(Coordinate labeling data)
Begin
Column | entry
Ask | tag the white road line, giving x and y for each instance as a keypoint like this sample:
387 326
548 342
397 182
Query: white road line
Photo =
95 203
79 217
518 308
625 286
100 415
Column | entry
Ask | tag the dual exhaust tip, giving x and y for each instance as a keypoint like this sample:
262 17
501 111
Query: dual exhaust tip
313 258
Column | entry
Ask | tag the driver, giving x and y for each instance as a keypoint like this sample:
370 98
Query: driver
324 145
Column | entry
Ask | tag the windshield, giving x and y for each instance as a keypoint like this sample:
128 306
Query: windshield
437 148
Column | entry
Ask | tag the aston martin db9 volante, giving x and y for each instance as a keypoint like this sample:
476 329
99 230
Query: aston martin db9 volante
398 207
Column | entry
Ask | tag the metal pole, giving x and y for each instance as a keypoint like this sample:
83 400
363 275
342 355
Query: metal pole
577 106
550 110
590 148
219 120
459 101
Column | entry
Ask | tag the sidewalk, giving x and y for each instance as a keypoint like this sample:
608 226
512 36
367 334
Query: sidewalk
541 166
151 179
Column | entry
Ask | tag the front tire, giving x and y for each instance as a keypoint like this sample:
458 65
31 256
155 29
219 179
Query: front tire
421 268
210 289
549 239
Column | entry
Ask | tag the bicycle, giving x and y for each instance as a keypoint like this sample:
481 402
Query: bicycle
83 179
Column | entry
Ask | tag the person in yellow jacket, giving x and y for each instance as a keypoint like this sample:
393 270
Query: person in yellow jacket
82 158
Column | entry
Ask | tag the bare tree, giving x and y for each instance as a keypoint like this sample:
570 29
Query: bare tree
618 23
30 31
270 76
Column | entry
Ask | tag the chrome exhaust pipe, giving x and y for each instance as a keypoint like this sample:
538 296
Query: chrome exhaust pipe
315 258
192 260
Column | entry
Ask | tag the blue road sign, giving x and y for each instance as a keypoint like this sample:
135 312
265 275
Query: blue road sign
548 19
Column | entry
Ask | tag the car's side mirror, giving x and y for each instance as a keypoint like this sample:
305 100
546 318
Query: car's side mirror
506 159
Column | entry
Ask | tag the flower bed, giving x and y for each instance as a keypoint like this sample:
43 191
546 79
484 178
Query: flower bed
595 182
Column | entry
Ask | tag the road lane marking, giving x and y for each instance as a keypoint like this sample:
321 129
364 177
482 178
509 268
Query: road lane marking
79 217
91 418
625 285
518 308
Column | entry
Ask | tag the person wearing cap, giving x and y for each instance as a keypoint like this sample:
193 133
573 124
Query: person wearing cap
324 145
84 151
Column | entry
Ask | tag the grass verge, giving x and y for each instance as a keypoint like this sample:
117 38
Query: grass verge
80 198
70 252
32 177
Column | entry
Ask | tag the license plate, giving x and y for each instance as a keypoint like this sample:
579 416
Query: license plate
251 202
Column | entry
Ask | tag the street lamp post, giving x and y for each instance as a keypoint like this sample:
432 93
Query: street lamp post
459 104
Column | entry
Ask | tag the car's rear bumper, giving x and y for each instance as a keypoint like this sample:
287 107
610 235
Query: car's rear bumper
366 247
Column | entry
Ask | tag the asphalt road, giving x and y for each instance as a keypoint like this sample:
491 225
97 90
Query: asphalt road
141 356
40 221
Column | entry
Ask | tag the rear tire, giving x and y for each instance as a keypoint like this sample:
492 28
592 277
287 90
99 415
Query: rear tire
End
> [Problem to solve]: Extract the complete set of records unchanged.

> [Solution to this exercise]:
Column | entry
Ask | tag the white road line, giving x and y for each instance as a keypoint like this sample:
387 326
548 342
397 182
Query: white road line
Photo =
95 203
79 217
518 308
625 286
100 415
Column | entry
Ask | tag the dual exhaust tip, giving x and y for each instance as a keypoint like this sample:
262 17
501 111
Query: dual exhaust tip
313 258
Column | entry
Ask | tag the driver, giving x and y for each instance as a keypoint like this sample:
370 98
Query: driver
324 145
Column | entry
Ask | tag the windshield, giving x and y for each instance as a keypoint like this sample:
128 306
Query: windshield
437 148
Column | entry
Ask | tag the aston martin db9 volante, giving x and y for each instance as a keypoint like this sample:
476 329
99 230
Query: aston martin db9 volante
398 207
Column | entry
Ask | tag the metal pole, giving x and y for each instance as a keypoint like this sample:
83 400
363 275
342 355
Query: metal pole
577 106
550 110
590 148
219 120
459 101
Column | entry
Ask | tag the sidewalk, giving x and y for each instance as a keypoint like this sample:
608 226
512 36
367 334
Query: sidewalk
541 166
151 179
Column | entry
Ask | tag the front tire, giving x and y for each instance as a keypoint like this sample:
458 65
31 256
155 29
219 179
Query: front tire
421 268
210 289
549 239
Column | entry
Ask | tag the bicycle, giving x and y for each instance as a keypoint like this sample:
481 402
Query: bicycle
83 179
Column | entry
Ask | tag the person in yellow jacket, giving x and y for each instance as a keypoint like this sample:
393 270
Query: person in yellow jacket
82 158
Column | entry
Ask | tag the bare tree, giving x and y for each instance as a keypoint like this sample:
570 29
Query: bare tree
618 23
30 31
270 76
Column | entry
Ask | tag the chrome exhaust pipe, giving x and y for each instance as a keypoint like this sample:
538 296
Query: chrome exhaust pipe
315 258
192 260
Column | entry
Ask | tag the blue road sign, giving x and y for each instance as a keypoint like this sample:
135 312
265 275
Query: blue road sign
548 19
Column | entry
Ask | tag the car's side mirror, giving x and y for each instance as a keypoint like this sample:
305 100
546 318
Query: car's side mirror
506 159
Column | entry
Ask | tag the flower bed, giving x and y for each instance as a keypoint like this sample:
43 191
546 79
484 178
Query: flower bed
595 182
Column | entry
Ask | tag the road lane marking, giving x and y for each instance as a keypoint like this sample:
321 129
364 177
482 178
509 268
Query: road lane marking
79 217
91 418
625 285
518 308
Column | entry
Ask | tag the person wearing cap, giving x and y for each instance as a keypoint like this sample:
193 133
573 124
Query: person wearing cap
324 145
84 151
Column | entry
Ask | tag the grass verge, giving x and y for each instance as a keypoint like this sample:
117 38
Query: grass verge
80 198
70 252
32 177
Column | entry
Ask | tag the license plate, giving x and y for each instance as a keypoint like this sample:
579 416
Query: license plate
251 202
Column | entry
Ask | tag the street lamp post, giving x and y for each instance as a keypoint like this sample:
432 93
Query: street lamp post
459 104
Column | entry
Ask | tag the car's rear bumper, giving x and y for each instance as a keypoint like this sample:
287 107
610 235
Query: car's rear bumper
366 247
Column | entry
Ask | tag the asphalt road, giving x and y for each instance as a keypoint like this sample:
491 225
97 90
Query: asphalt road
141 356
40 221
Column | entry
Ask | tag the rear tire, giving x and y for each instance as a keypoint like this sample:
492 28
592 277
287 90
99 415
Query: rear tire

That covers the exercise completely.